------ EXTRACTED TEXT
Why is it that locals so often ignore the adventure opportunities in their backyard? I couldn’t stop asking myself that question as I raced through the network of mountain bike trails surrounding W. Kerr Scott Reservoir in Wilkes County.
It’s inexcusable that I’ve passed by this spot on U.S. 421 for years and never pulled off to see this 1,500-acre lake with 55 miles of shoreline, surrounded by 2,000 acres of public land, and more than 20 miles of trails just six minutes from Wilkesboro. So I finally made the drive from Boone with my friend Gerry McDade, a former master-level, time-trial specialist with national wins to his credit, to see what all the excitement was about.
During the last 10 years, Brushy Mountain Cycling Club has partnered with the Friends of W. Kerr Scott Lake and the U.S. Army Corps of Engineers (the agency that manages the reservoir and surrounding land) to forge trails for bikers, built by bikers.
Work began with the roughly eight-mile Dark Mountain Trail near the dam. The club expanded on a Jeep trail by creating single-track loops and connecting to the Yadkin River Greenway. On this route, explained Outreach Ranger Chad Eller, there’s something for every skill level, including experts craving steep rocky runs, log jumps, and even teeter-totter ramps.
Today, four trail systems swirl around the lake. The six-mile, lakeshore Overmountain Victory Trail links the visitors center to Berry Mountain Picnic Area and Bandit’s Roost Campground. There are two more trails on the opposite shore at Fort Hamby Park, but we decided to start our ride with Dark Mountain and devote our last gasps of energy to the newest 11-mile Warrior Creek loop that hems in a huge campground of the same name.
We didn’t need miles of riding to be wowed. We meandered through cedar-populated bottomlands, caught glimpses of sylvan glades, and skirted emerald green water in quiet coves.
The Dark Mountain course boasts major ups and downs, but overall, the club’s trail boss, Jim Horton, and his core group of seven or so now-expert trail builders have created an exciting layout that’s admirably accessible to nonexperts. Horton and his cohorts are virtuosos when it comes to designing roller coaster rides that are as exciting going in one direction as they are in the opposite direction.
------------
------ DATASET EXCERPT
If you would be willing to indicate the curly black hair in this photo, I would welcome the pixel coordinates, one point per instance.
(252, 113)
------------
**TASKS TO CARRY OUT**.
1. Rewrite the paragraph of the reservoir trails article that begins "Today, four trail systems swirl around the lake" as a short bulleted list, keeping its main facts.
2. Answer these questions using the reservoir trails article:
(a) How many acres does the lake cover?
(b) About how long is the Dark Mountain Trail?
(c) Who is the club's trail boss?
3. Write a continuation of the article on mountain biking at W. Kerr Scott Reservoir, starting right after its final sentence.

**EXPECTED OUTPUTS**.
1.
- Four trail systems surround the lake.
- The six-mile Overmountain Victory Trail runs along the lakeshore and links the visitors center to Berry Mountain Picnic Area and Bandit's Roost Campground.
- Two more trails lie on the opposite shore at Fort Hamby Park.
- The ride began on Dark Mountain and ended on the newest trail, the 11-mile Warrior Creek loop, which circles a large campground of the same name.

2.
(a) 1,500 acres
(b) Roughly eight miles
(c) Jim Horton

3.
That was obvious after our Dark Mountain ride when we sailed down the OVT from the visitor center to circle a two-mile side-circuit called Shiner’s Run. The trail deceptively milks a topographic line for what seems to be a rousing downhill, but somehow doesn’t require much of a climb on the way back.
Hikers use these trails, too, so most are mini road grades. But the mountain biking mission shines through on luge-like bermed turns. This trail-building technique makes hooting and hollering thrill rides out of corkscrew switchbacks. These turns and artfully executed elevation changes give Kerr Scott a freedom and flow you truly must ride to appreciate.
Careful trail design—Horton strives to keep all grades at less than 10 percent—and soil underlain by bedrock easily thwart erosion and create almost perfect conditions for preservation and recreation. As evidence, I saw only one puddle during our ride. “Our trails are pretty dry right after it stops raining,” Horton says.
As we rode the Warrior Creek track, I became even more impressed. It’s hard to believe, but each consecutive system these folks complete exhibits stronger composition and delivers a bigger bang. But the group doesn’t forsake old territory for the latest and greatest project, Eller says the crews are, “constantly tweaking the older trails. It’s a never-ending process.”
Behind the Berms
Horton envisions a 50-mile trail system, so Kerr Scott seems destined for further greatness. If all this trail building sounds impossible under strapped federal budgets, it is. The credit for the explosion of work goes to volunteers, as well as the Corps of Engineers.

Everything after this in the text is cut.